- _SELECTED PASSAGE_:
◇ ◇ ◇ ◇ ◇

UDSes support only MSG_PEEK, MSG_DONTWAIT and MSG_TRUNC flags in recv(), recvfrom(), recvmsg(), recvmmsg() system calls.

UDSes support the following socket options:

  • SO_ACCEPTCONN, SO_DOMAIN, SO_TYPE, SO_PROTOCOL, SO_ERROR (all read-only),

  • SO_REUSEADDR (ignored, same as in Linux).

Note on named UDSes
Related system calls
Related pseudo-files

I/O multiplexing

Gramine implements I/O multiplexing system calls: select(), pselect6(), poll(), ppoll(), as well as the epoll family of system calls (epoll_*()). All these system calls are emulated via the ppoll() Linux-host system call.

Gramine supports I/O multiplexing on pipes, FIFOs, sockets and eventfd. For peculiarities of regular-files support, see the “File system operations” section.

Timeouts and signal masks are honoured. Timeout is updated on return from corresponding system calls.

Edge-triggered and level-triggered events in epoll are supported (the EPOLLET flag). EPOLLONESHOT, EPOLL_NEEDS_REARM flags are supported. EPOLLWAKEUP flag is ignored because Gramine does not implement autosleep.

Select and poll families of system calls are implemented in Gramine.

◇ ◇ ◇ ◇ ◇

- _AVAILABLE DATA_:
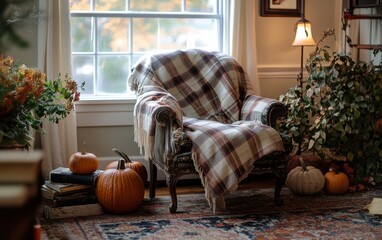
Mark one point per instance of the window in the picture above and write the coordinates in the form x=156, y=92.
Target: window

◇ ◇ ◇ ◇ ◇

- _INSTRUCTIONS TO FOLLOW_: Carry the passage on Gramine's socket and I/O multiplexing support forward from its last sentence.

- _TASK RESPONSE_:
Poll/ppoll system calls have the following limitation:

  • POLLRDHUP is always reported together with POLLHUP.

Epoll family of system calls has the following limitations:

  • No sharing of an epoll instance between processes; updates in one process (e.g. adding an fd to be monitored) won’t be visible in the other process.

  • EPOLLEXCLUSIVE is a no-op; this is correct semantically, but may reduce performance of apps using this flag.

  • Adding an epoll to another epoll instance is not currently supported.

  • EPOLLRDHUP is always reported together with EPOLLHUP.

Related system calls
  • select()

  • pselect6()

  • poll()

  • ppoll()

  • epoll_create(): see notes above

  • epoll_create1(): see notes above

  • epoll_wait(): see notes above

  • epoll_pwait(): see notes above

  • epoll_ctl(): see notes above

  • epoll_pwait2(): very rarely used by applications


Asynchronous I/O

There are two asynchronous I/O APIs in Linux kernel:

  • Linux POSIX asynchronous I/O (Linux AIO, older API with io_setup() etc.),

  • I/O uring (io_uring, newer API with io_uring_setup() etc.).

Gramine does not currently implement either of these APIs. Gramine could implement them in the future, if need arises.

Note that AIO provided in userspace by glibc (aio_read(), aio_write(), etc.) does not depend on Gramine and is supported.

Related system calls
  • io_setup()

  • io_destroy()

  • io_getevents()

  • io_submit()

  • io_cancel()

  • io_uring_setup()

  • io_uring_enter()

  • io_uring_register()


Event notifications (eventfd)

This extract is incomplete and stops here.